→ WHAT IS EXPECTED:
Using the listing below, show all lines that hold the word "track".
MATERIAL SUPPLIED START
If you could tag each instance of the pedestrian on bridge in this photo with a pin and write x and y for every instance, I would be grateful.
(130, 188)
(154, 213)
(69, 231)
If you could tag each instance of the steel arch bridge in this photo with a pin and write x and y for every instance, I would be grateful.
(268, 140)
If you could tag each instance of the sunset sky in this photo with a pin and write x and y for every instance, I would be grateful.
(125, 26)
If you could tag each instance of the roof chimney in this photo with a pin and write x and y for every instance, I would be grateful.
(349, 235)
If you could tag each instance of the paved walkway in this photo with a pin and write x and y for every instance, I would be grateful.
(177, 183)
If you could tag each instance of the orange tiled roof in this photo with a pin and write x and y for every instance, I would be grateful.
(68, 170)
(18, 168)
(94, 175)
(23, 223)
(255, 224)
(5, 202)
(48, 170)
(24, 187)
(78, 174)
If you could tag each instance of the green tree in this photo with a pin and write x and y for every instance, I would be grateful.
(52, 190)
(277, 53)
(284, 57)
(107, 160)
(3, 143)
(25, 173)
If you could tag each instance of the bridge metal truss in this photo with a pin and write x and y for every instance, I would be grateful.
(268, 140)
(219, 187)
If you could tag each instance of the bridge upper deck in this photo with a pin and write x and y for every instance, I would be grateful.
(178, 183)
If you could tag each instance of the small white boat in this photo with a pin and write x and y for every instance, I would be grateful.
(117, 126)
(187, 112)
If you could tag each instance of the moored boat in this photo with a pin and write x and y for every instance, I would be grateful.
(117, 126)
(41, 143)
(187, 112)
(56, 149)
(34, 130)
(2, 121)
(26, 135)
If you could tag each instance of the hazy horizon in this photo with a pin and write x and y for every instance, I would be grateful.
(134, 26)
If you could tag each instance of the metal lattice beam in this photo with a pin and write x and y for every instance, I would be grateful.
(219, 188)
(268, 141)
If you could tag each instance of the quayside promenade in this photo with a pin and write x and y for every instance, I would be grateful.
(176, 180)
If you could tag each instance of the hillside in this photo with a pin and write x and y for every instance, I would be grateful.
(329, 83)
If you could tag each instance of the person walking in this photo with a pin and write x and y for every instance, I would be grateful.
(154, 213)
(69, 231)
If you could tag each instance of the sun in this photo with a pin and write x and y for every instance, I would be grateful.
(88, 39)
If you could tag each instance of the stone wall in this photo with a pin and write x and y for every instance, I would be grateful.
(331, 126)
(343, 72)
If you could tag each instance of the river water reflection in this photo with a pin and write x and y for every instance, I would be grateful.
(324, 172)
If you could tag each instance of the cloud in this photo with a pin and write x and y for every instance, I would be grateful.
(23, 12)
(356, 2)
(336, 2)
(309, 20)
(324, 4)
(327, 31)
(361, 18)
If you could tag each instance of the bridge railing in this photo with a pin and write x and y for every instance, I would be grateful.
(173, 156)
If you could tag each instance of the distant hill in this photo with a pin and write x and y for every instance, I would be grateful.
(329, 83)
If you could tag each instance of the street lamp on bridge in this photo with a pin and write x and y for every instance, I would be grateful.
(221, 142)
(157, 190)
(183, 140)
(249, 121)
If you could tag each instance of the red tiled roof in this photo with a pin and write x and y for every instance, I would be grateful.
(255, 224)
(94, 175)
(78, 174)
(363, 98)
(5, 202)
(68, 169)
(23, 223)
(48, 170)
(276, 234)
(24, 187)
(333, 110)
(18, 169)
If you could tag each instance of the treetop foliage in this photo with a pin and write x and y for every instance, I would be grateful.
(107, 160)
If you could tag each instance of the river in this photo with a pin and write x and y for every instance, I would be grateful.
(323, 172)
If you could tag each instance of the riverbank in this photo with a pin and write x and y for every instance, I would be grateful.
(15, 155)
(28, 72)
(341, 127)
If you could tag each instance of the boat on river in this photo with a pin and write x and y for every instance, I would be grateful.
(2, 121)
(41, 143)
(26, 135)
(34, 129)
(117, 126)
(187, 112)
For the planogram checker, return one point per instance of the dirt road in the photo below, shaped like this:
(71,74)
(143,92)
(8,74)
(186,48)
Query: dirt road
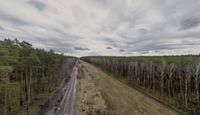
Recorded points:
(64,103)
(122,99)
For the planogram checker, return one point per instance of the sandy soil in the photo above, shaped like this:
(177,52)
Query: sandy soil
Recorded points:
(119,98)
(89,100)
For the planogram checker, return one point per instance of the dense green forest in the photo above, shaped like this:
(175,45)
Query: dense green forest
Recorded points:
(173,79)
(29,77)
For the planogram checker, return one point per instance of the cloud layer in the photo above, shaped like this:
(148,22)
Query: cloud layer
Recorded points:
(104,27)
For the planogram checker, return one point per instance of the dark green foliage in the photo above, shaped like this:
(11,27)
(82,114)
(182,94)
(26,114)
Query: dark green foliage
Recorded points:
(28,75)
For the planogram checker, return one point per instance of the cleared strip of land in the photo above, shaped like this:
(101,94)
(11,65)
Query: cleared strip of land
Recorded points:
(122,99)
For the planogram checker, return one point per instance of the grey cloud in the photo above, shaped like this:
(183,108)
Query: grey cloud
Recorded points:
(108,48)
(121,50)
(189,23)
(82,49)
(38,4)
(1,28)
(11,19)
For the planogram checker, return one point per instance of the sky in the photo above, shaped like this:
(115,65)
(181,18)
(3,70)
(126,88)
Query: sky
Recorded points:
(104,27)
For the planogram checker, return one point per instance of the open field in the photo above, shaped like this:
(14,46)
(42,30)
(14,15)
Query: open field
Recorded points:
(121,99)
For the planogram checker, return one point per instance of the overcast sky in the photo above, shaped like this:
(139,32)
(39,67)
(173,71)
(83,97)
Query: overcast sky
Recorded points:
(104,27)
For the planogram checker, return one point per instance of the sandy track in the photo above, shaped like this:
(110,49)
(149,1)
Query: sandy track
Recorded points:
(64,104)
(124,100)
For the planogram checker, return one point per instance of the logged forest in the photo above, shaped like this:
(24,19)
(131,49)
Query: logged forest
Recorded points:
(174,80)
(29,77)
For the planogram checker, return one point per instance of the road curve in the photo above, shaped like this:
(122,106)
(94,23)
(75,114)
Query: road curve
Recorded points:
(65,103)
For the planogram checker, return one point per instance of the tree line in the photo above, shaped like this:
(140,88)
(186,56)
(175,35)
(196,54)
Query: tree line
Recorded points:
(29,76)
(173,79)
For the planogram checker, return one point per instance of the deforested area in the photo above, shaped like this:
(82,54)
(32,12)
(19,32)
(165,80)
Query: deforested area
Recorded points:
(29,77)
(172,79)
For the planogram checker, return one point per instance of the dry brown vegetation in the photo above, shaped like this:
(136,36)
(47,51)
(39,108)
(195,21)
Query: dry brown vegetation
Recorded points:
(119,98)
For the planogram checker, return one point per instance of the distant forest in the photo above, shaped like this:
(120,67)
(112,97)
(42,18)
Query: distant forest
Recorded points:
(29,77)
(173,79)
MATERIAL SUPPLIED END
→ RESPONSE AREA:
For the planogram checker, return one point per instance of the sandy track in the photo above, shaped like this:
Query: sandy track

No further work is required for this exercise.